EXERCISE DIRECTIONS:
Set down the material exactly. Keep every line.

DATA EXTRACT:
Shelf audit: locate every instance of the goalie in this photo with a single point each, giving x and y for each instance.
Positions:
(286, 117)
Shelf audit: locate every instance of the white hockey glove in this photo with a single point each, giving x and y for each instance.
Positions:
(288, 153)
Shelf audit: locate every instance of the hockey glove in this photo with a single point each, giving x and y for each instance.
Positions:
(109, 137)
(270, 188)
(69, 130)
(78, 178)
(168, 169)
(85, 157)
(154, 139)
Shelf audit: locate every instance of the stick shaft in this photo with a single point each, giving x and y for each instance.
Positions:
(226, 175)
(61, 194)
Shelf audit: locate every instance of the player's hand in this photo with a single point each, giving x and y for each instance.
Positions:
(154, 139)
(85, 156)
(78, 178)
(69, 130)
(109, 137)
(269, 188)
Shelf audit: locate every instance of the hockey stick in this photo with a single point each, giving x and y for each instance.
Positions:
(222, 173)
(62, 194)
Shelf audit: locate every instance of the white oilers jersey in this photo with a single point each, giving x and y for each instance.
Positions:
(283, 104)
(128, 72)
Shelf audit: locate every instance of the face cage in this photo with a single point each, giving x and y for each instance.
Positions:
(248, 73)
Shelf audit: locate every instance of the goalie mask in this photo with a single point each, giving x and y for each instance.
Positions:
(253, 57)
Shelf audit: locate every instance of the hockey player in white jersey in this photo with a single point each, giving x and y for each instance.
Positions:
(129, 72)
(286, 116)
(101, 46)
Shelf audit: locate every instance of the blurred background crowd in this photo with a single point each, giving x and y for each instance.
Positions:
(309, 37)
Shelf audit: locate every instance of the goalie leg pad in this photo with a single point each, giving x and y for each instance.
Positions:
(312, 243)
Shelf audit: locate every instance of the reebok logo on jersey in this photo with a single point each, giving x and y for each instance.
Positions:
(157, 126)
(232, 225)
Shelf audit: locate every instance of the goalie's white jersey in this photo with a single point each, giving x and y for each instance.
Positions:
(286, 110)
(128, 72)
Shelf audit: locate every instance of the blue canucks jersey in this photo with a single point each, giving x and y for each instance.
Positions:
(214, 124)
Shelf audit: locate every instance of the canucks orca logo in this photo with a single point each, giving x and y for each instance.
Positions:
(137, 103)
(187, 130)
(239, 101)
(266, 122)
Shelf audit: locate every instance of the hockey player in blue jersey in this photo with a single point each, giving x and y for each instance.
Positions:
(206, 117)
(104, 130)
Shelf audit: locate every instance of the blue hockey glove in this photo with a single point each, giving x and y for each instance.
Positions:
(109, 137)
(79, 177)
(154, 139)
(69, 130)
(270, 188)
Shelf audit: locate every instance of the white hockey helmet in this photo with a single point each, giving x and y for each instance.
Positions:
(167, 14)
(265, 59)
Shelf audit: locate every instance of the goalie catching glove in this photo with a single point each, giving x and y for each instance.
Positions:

THE ANSWER:
Shelf audit: locate every instance of the goalie in this photo with a single point each, giving x and y for each instance.
Positions:
(286, 117)
Shelf audit: locate every instance of the white hockey glove in this photo with a single point each, giving x and y for each instance.
Positions:
(288, 153)
Shelf audit: locate every instance of the hockey glove in this photo with a single point each, giving x and y for each instance.
Positions:
(109, 137)
(270, 188)
(69, 130)
(78, 178)
(168, 169)
(85, 157)
(154, 139)
Shelf audit: locate every instance of the stick shaft in this photo with a single point each, giving x and y for each instance.
Positions:
(226, 175)
(61, 194)
Shelf audit: locate every instance of the player's hand in this photo with a single point each, giving x and y for each instance.
Positions:
(154, 139)
(85, 156)
(78, 178)
(69, 130)
(109, 137)
(269, 188)
Shelf audit: locate every instance of the hockey stick in this photo with a single point each, giving x and y for each instance.
Positions:
(222, 173)
(62, 194)
Shelf audit: locate every instance of the white oilers jersey in this photo with a single point each, giving x and y for each instance.
Positions:
(283, 104)
(128, 72)
Shelf audit: locate every instance of the face cage in this photo with a single point each, giving x and y for each instance.
Positions:
(248, 73)
Shelf audit: locate every instance of the goalie mask in this photo with a single point each, giving x and y for each instance.
Positions:
(253, 57)
Shelf audit: locate every instance of the hockey player in white jersey in this photo with a single point each, giving x and y for each instance.
Positions:
(129, 72)
(286, 116)
(101, 46)
Shelf audit: locate every instance of the blurred background crowd in this photo with a single point each, giving x and y for each instance.
Positions:
(309, 37)
Shelf audit: locate every instance of the goalie leg pad in this photo with a single point each, giving x and y for each instance.
Positions:
(312, 243)
Shelf audit: locate every instance of the reebok logo on jersey in this photo with a single point each, giving x and y for each instance.
Positions:
(157, 126)
(232, 225)
Shelf audit: locate every instance of the goalie's white jersey in this photo with a single point each, giving x and y for each instance.
Positions:
(286, 110)
(128, 72)
Shelf audit: locate every instance of the blue canucks jersey in this photo with a single point each, giving x and y for each instance.
Positions:
(214, 124)
Shelf audit: locate every instance of the canucks orca logo in this photo with a single point each, giving x and y for each instance.
Positions:
(137, 103)
(187, 130)
(239, 101)
(266, 122)
Shelf audit: locate every instance of the hockey player in blue jersey in this photo with a single point each, giving x and y for each instance.
Positions:
(206, 117)
(104, 130)
Shelf audit: locate every instance of the blue hockey glove in this photo with a single point each, giving x and y for each instance.
Positions:
(109, 137)
(79, 177)
(154, 139)
(69, 130)
(270, 188)
Shelf audit: locate every instance of the white hockey helmet in this photo with a single point each, giving x and y for each instance.
Positions:
(167, 14)
(265, 59)
Shelf audit: locate every instance of the goalie catching glove in this photo with a single point each, giving x and y for each instance.
Positions:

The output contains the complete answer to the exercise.